> WHAT YOU NEED TO DO
Every line in the records below with the string "blurred" needs to be copied out.

(Source data)

◆ ◆ ◆ ◆

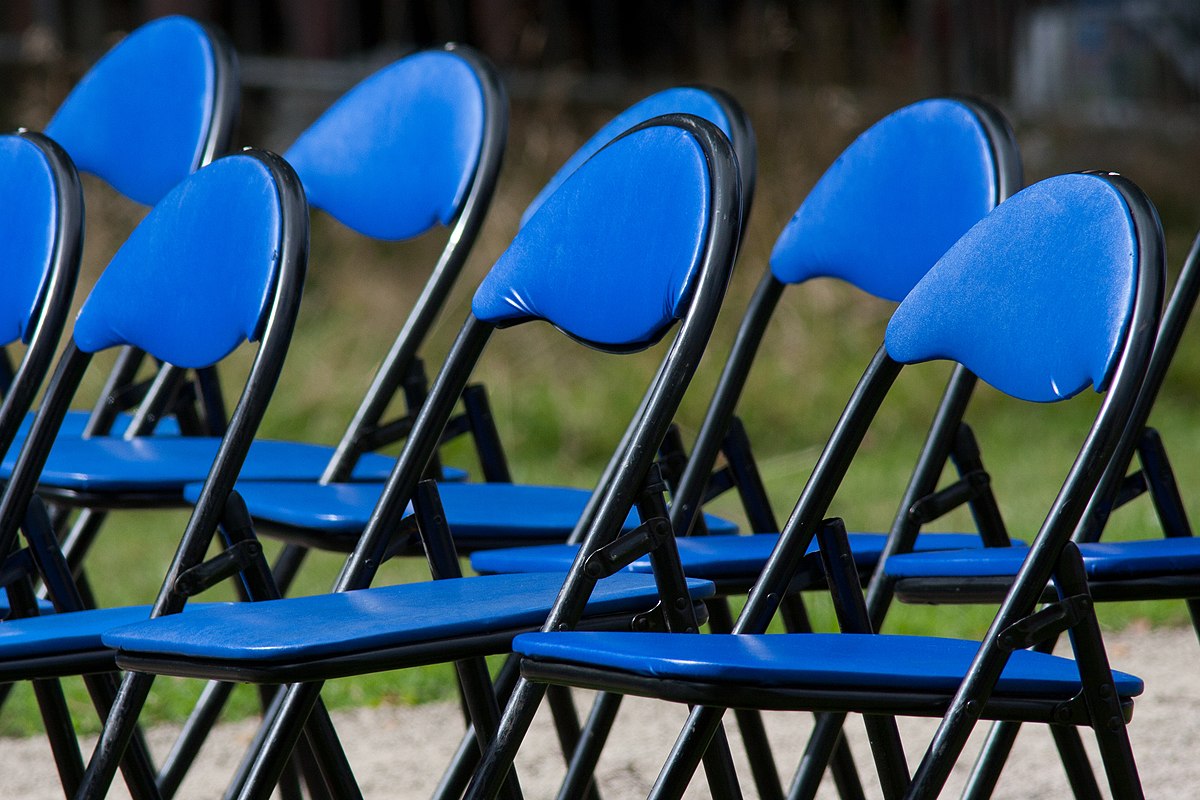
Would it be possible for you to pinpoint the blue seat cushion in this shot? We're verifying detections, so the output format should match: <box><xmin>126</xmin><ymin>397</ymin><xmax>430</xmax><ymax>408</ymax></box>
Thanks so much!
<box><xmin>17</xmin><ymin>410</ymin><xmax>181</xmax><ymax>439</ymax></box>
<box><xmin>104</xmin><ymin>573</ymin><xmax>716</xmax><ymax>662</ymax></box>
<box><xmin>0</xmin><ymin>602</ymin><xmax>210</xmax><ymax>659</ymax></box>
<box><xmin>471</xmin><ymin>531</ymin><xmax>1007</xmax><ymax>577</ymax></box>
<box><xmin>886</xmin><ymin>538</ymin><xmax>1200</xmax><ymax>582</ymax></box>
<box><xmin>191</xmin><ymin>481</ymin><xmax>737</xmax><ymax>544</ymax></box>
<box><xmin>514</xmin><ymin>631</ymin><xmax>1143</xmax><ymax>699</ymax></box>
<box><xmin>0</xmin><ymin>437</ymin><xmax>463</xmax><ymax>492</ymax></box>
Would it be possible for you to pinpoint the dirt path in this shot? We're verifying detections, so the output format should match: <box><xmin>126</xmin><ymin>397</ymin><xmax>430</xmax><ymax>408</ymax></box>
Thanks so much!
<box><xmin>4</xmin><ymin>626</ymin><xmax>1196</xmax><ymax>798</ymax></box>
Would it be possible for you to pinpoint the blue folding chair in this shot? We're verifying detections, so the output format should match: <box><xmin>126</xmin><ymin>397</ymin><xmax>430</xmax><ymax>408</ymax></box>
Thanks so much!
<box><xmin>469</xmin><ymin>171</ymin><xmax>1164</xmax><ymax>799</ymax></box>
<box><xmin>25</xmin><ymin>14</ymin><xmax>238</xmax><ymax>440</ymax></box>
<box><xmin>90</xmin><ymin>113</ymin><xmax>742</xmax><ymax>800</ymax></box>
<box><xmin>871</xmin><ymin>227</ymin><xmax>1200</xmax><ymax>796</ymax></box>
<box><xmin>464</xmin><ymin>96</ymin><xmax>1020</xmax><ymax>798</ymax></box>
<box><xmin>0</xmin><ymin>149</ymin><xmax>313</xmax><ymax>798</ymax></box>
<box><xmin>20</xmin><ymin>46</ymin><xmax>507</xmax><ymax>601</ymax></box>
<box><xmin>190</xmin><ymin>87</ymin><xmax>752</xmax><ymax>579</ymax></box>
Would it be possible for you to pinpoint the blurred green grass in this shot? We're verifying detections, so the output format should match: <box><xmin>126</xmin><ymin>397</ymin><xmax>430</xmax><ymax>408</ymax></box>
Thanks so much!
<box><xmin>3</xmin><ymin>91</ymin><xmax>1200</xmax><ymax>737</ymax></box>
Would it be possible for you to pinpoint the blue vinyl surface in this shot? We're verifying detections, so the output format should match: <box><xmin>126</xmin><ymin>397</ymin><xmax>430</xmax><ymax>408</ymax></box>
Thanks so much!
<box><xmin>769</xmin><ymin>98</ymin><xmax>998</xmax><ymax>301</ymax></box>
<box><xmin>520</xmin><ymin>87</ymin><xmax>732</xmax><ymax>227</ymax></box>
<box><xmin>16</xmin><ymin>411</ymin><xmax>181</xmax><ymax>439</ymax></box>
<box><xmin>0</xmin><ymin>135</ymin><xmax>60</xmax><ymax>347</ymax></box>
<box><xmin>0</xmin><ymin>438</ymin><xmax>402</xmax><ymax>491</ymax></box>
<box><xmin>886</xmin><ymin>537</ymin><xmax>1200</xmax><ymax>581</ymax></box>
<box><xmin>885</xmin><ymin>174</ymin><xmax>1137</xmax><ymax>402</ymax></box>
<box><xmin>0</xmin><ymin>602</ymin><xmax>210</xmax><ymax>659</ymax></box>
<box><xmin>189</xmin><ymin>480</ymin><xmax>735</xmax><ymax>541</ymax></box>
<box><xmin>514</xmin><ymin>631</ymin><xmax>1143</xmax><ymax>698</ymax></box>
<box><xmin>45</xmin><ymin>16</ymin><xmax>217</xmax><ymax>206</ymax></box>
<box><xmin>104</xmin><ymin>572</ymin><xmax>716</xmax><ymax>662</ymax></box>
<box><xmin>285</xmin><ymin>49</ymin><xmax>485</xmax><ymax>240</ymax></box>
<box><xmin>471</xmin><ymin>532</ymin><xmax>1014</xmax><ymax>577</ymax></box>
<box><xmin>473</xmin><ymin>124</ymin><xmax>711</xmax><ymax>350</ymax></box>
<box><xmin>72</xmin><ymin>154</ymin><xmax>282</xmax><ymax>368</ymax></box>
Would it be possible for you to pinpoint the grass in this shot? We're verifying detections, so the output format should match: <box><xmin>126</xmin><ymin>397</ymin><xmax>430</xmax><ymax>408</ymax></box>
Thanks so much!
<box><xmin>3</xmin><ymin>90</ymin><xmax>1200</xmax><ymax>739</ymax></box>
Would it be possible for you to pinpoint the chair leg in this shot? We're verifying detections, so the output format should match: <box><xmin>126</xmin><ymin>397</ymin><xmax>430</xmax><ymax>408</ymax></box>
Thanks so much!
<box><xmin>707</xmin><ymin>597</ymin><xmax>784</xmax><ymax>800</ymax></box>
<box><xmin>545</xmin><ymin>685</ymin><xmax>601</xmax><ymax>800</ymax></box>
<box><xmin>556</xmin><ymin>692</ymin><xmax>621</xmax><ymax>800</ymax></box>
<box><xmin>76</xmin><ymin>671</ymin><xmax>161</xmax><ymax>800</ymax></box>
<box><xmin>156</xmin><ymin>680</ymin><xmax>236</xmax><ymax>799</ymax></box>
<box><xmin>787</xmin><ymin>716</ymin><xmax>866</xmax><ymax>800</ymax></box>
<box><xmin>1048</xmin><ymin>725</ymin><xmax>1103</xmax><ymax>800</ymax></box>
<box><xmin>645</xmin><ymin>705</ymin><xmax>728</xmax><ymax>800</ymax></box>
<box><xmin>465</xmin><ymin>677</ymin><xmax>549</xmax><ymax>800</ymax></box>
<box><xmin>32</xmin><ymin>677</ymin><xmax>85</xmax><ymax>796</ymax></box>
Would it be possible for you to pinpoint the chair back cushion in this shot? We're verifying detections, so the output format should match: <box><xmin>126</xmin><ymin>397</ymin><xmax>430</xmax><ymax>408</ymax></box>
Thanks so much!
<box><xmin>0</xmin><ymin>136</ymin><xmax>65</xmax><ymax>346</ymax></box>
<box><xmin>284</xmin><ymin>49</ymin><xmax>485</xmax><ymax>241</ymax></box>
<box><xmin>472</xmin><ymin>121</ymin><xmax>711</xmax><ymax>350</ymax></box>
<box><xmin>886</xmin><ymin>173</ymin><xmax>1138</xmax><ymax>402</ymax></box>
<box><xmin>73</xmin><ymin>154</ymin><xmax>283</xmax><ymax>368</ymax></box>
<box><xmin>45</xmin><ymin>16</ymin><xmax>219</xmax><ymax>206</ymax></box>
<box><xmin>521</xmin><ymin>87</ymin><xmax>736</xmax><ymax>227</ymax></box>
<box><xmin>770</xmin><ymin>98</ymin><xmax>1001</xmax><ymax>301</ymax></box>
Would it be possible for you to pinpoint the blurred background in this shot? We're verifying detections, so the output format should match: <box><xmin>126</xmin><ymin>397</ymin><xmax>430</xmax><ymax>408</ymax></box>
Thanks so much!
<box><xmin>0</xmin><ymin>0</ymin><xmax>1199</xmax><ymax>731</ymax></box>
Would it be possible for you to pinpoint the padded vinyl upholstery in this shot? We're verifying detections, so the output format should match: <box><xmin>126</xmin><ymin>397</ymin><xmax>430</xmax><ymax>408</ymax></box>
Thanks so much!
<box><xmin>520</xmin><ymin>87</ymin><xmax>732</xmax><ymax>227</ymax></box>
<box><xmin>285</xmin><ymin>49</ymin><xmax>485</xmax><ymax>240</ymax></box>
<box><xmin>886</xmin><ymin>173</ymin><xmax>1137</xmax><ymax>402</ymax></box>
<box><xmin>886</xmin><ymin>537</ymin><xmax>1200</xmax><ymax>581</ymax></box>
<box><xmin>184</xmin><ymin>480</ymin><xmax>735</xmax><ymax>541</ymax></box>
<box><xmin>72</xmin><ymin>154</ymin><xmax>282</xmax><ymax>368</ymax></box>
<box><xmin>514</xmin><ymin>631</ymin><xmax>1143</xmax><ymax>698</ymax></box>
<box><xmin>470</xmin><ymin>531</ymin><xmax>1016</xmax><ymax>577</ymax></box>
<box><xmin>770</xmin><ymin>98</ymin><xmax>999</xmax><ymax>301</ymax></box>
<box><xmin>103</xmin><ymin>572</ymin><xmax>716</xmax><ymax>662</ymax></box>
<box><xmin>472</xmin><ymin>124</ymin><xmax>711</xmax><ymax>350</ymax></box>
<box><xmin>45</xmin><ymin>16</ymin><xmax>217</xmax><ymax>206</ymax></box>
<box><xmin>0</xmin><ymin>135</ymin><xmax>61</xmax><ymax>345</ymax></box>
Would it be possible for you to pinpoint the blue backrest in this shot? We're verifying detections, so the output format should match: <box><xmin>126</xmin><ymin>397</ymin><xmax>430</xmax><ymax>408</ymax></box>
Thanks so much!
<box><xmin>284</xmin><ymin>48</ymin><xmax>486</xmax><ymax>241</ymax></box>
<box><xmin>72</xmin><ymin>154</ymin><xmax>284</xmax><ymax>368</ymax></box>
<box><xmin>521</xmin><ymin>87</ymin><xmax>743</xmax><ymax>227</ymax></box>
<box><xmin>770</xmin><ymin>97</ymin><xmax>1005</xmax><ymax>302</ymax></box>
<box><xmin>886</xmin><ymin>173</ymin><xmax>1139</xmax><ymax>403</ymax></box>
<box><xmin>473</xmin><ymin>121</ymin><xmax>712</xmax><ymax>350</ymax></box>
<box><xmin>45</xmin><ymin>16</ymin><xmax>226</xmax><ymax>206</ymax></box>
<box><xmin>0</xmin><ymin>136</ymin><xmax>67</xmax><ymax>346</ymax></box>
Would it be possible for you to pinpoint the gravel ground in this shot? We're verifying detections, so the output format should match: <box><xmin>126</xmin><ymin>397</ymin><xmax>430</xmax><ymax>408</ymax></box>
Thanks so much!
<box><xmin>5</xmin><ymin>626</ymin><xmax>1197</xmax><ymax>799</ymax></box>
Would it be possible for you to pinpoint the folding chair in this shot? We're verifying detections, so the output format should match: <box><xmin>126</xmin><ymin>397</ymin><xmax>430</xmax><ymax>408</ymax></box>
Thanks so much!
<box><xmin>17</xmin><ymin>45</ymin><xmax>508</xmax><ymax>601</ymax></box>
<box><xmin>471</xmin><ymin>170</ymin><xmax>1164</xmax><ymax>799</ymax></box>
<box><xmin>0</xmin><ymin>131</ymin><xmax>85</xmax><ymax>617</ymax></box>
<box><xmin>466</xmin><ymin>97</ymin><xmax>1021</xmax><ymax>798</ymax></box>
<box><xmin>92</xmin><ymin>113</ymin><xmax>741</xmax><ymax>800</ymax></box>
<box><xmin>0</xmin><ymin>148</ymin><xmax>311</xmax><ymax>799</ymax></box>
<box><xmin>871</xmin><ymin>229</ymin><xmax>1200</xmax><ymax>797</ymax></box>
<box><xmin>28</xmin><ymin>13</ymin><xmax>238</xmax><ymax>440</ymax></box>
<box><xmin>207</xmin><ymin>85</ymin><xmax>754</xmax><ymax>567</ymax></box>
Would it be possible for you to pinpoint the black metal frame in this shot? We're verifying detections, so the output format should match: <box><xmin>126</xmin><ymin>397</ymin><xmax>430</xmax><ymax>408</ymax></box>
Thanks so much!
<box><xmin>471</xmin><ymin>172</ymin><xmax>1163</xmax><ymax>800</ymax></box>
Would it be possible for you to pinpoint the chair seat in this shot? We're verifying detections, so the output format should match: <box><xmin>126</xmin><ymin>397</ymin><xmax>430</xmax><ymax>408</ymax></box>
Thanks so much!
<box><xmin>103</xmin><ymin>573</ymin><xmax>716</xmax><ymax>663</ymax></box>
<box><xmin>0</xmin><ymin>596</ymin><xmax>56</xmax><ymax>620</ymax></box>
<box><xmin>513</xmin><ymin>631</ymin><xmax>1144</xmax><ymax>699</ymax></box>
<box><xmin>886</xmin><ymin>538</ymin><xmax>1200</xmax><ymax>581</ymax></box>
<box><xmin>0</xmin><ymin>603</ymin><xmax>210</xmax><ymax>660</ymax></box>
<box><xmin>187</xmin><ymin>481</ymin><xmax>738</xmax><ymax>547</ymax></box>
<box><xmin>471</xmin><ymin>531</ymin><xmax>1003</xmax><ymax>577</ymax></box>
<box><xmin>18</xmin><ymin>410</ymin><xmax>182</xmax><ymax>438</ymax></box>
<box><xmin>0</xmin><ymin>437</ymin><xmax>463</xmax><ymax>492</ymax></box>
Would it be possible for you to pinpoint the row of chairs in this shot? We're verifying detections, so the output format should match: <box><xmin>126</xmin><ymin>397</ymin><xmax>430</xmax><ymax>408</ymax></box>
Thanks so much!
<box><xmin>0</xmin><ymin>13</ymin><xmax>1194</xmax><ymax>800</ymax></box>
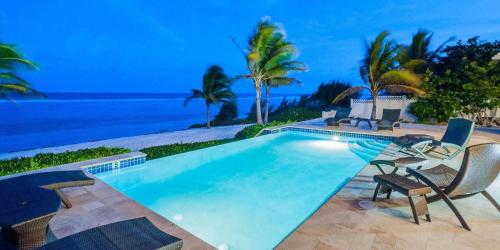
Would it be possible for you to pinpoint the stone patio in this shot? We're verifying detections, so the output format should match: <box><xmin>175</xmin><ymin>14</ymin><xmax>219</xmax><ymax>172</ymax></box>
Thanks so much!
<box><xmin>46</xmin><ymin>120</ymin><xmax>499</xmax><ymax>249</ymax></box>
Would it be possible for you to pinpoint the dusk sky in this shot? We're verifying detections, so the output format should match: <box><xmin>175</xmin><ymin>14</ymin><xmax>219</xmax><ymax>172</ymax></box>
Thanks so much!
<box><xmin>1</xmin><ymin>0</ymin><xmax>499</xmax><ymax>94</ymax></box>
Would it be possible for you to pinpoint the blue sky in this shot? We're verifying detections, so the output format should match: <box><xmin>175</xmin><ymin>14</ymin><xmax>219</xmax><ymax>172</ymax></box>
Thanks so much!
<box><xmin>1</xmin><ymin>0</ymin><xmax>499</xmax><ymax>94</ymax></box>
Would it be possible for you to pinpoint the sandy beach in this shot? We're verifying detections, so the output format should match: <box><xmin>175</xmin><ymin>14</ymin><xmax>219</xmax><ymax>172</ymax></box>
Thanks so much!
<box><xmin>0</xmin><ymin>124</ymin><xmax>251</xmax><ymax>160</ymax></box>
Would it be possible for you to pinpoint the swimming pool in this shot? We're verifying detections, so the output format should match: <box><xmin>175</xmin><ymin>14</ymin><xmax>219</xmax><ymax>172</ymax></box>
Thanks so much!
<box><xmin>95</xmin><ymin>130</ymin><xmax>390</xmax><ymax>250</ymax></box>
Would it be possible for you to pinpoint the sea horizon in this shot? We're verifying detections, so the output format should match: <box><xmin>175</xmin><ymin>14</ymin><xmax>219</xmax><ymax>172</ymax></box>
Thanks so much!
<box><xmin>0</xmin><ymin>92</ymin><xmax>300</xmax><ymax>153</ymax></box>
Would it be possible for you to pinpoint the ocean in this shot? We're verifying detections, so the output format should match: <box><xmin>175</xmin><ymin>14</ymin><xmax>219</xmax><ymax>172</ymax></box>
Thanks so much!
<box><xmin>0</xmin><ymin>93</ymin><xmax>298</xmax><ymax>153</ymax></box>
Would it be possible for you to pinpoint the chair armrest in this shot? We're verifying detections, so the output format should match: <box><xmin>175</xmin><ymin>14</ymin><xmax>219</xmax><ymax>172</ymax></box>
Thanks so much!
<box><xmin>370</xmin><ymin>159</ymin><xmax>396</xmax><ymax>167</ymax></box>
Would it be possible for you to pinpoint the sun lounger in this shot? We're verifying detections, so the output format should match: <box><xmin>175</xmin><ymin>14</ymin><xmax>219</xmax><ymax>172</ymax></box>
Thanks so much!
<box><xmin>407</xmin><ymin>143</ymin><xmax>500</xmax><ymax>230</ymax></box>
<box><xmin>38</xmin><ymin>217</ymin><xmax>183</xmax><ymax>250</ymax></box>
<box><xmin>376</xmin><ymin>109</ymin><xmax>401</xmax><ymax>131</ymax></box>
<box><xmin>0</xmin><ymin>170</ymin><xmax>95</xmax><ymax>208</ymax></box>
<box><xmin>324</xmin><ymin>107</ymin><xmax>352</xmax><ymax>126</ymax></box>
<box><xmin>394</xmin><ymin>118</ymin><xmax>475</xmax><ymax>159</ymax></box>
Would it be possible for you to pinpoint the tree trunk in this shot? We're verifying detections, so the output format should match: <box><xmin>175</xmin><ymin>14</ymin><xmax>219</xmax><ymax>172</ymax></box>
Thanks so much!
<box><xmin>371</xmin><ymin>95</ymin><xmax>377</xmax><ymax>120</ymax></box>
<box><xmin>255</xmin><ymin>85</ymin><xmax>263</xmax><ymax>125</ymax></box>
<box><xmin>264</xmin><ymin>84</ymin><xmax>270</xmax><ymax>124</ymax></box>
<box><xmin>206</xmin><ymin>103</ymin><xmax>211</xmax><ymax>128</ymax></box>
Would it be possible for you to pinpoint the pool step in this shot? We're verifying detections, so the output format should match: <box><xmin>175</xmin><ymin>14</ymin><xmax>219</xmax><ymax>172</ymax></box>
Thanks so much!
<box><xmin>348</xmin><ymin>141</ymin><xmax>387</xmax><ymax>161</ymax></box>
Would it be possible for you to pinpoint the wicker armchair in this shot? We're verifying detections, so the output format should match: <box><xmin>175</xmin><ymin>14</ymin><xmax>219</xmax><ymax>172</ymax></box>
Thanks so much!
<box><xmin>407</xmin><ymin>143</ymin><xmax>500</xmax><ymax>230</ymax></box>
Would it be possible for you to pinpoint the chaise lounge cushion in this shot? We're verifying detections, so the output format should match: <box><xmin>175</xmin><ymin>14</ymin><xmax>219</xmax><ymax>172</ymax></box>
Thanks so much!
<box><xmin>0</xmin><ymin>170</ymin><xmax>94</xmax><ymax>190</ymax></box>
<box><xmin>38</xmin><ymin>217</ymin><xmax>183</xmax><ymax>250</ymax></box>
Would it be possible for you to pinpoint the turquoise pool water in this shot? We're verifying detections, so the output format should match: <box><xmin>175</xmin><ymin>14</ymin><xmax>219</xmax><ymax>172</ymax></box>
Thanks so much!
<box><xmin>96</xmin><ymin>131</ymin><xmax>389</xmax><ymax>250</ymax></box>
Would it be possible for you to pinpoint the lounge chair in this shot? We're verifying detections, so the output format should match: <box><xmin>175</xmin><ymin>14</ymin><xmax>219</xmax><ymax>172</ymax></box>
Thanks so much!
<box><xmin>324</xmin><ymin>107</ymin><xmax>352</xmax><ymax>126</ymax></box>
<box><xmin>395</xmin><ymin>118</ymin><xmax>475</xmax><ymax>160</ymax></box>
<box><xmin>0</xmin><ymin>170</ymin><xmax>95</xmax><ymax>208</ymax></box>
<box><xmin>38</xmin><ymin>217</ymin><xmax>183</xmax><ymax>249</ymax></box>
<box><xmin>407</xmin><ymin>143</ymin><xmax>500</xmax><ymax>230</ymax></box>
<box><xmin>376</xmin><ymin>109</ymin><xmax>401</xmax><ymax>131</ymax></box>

◆ ◆ ◆ ◆

> ANSWER AREA
Would it be possible for you to pinpoint the blurred green grass in this shot? We're verifying detections, so the output format should match: <box><xmin>126</xmin><ymin>397</ymin><xmax>430</xmax><ymax>408</ymax></box>
Would it be possible for you to pinpoint the blurred background in this shot? We're verifying detections, so the output format should match: <box><xmin>126</xmin><ymin>397</ymin><xmax>430</xmax><ymax>408</ymax></box>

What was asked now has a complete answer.